PROBLEM REQUIREMENTS:
Go through the entries below. Copy each line in which "negative" appears.

* * * * *

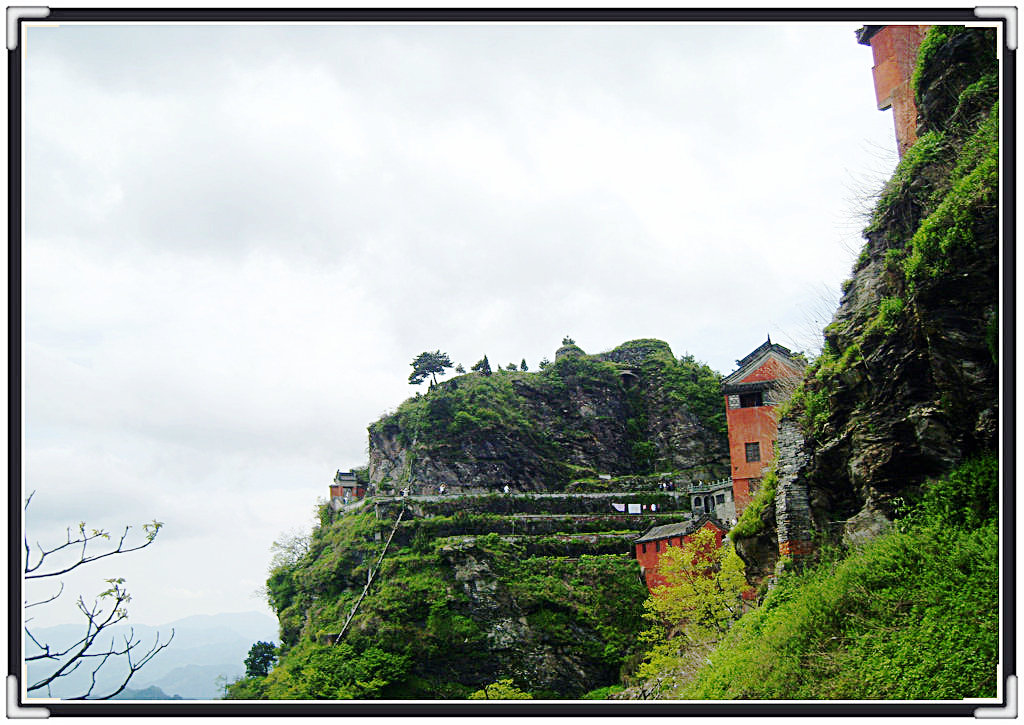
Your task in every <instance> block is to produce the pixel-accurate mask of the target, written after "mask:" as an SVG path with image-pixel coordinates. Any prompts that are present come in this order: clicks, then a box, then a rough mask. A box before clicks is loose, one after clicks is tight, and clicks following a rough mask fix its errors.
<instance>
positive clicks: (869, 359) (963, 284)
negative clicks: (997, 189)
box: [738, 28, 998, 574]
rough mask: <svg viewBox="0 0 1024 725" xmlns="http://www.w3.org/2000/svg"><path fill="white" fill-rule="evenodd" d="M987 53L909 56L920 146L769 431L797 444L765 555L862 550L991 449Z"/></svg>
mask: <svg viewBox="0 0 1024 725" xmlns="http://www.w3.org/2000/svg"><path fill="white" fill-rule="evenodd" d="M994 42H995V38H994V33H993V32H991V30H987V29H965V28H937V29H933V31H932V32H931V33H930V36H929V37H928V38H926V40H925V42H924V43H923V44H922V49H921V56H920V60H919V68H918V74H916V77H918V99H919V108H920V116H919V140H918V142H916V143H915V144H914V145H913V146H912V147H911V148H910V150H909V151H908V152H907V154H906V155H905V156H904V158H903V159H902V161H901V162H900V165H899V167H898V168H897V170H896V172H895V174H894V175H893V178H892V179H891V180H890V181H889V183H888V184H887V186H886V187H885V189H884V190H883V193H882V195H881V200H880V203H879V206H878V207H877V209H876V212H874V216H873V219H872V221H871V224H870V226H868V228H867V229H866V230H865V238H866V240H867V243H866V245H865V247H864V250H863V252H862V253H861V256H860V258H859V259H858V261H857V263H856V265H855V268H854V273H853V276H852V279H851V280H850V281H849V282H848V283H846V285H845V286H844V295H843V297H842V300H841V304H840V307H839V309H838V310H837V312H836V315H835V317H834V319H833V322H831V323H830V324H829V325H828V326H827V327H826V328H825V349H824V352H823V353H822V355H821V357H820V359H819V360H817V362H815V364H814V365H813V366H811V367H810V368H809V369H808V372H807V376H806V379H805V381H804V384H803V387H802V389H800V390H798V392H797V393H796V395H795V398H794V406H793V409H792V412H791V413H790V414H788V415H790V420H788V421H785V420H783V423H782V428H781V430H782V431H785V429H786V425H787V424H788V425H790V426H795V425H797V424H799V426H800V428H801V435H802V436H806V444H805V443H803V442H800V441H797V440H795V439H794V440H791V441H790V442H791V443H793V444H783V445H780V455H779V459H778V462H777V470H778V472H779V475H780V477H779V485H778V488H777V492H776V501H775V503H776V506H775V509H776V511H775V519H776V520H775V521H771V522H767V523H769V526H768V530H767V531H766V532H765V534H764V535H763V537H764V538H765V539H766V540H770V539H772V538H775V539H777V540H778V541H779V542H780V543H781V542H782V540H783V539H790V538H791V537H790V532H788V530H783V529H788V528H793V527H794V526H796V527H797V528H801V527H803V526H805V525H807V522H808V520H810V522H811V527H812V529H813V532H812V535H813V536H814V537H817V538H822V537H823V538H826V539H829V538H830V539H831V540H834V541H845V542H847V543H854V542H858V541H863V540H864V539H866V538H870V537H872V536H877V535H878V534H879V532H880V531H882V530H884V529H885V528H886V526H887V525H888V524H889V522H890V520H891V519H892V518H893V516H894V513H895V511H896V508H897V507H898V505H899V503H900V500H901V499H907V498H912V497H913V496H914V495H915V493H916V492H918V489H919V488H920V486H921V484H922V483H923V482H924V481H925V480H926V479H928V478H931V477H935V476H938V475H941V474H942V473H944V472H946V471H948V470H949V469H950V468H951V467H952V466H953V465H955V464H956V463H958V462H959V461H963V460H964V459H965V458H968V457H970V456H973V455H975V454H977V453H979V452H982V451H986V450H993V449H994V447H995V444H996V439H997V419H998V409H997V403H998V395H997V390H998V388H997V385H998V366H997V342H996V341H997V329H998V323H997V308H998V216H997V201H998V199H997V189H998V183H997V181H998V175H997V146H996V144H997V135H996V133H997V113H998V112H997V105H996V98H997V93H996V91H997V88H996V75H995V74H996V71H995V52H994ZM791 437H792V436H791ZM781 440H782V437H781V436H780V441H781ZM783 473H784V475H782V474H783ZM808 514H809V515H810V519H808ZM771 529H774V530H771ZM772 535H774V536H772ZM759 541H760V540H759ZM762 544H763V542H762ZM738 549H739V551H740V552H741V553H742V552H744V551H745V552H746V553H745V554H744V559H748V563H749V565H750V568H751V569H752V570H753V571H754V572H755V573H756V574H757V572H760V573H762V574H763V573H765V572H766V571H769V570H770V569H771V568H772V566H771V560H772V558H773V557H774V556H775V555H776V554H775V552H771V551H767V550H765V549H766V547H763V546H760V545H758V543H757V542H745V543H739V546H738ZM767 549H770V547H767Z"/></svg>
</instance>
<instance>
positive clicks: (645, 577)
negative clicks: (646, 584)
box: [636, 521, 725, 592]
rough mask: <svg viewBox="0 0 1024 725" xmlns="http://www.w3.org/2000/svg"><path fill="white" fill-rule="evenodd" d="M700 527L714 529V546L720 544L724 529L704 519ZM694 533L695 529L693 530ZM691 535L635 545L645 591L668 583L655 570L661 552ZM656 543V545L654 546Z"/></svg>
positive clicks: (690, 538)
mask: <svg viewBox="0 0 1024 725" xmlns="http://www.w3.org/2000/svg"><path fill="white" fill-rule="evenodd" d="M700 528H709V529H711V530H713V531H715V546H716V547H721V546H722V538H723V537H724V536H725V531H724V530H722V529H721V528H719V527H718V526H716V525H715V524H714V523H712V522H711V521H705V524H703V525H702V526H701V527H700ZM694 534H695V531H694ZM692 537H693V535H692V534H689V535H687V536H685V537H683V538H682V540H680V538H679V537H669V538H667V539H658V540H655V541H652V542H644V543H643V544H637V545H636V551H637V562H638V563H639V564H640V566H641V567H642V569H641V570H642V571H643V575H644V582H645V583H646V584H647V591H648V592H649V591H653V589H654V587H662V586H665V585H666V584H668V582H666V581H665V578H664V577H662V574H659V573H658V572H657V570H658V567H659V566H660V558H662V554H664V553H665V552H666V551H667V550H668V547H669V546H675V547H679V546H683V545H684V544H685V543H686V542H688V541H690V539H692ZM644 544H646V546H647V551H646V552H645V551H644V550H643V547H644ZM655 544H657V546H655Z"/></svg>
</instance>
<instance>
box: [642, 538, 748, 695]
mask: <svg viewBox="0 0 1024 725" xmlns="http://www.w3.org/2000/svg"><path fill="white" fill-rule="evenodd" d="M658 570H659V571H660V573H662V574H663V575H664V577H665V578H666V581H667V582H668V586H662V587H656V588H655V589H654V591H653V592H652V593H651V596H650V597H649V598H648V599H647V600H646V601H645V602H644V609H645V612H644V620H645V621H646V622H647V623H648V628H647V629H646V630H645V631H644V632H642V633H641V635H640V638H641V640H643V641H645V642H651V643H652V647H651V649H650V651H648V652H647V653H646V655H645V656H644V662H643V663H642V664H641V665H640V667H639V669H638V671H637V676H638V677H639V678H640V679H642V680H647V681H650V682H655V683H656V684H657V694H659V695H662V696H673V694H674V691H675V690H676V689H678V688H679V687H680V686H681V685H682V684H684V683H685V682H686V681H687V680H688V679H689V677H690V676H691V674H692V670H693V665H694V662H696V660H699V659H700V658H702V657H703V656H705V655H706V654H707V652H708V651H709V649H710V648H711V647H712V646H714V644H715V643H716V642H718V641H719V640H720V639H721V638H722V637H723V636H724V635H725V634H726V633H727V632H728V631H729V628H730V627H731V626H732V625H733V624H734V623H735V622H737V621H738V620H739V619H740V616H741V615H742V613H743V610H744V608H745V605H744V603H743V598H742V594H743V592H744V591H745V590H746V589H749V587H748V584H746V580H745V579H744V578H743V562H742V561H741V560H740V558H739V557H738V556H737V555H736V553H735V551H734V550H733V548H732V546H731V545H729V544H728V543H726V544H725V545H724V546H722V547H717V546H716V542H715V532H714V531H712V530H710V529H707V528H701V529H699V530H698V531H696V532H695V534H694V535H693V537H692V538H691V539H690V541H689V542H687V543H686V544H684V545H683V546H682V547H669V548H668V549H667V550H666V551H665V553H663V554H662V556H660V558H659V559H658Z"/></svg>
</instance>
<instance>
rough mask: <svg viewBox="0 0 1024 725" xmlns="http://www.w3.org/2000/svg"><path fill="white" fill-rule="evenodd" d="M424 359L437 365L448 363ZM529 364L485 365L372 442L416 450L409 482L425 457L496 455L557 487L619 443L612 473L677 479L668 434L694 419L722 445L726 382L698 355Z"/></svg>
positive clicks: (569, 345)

* * * * *

RESULT:
negative clicks: (997, 189)
negative clicks: (646, 584)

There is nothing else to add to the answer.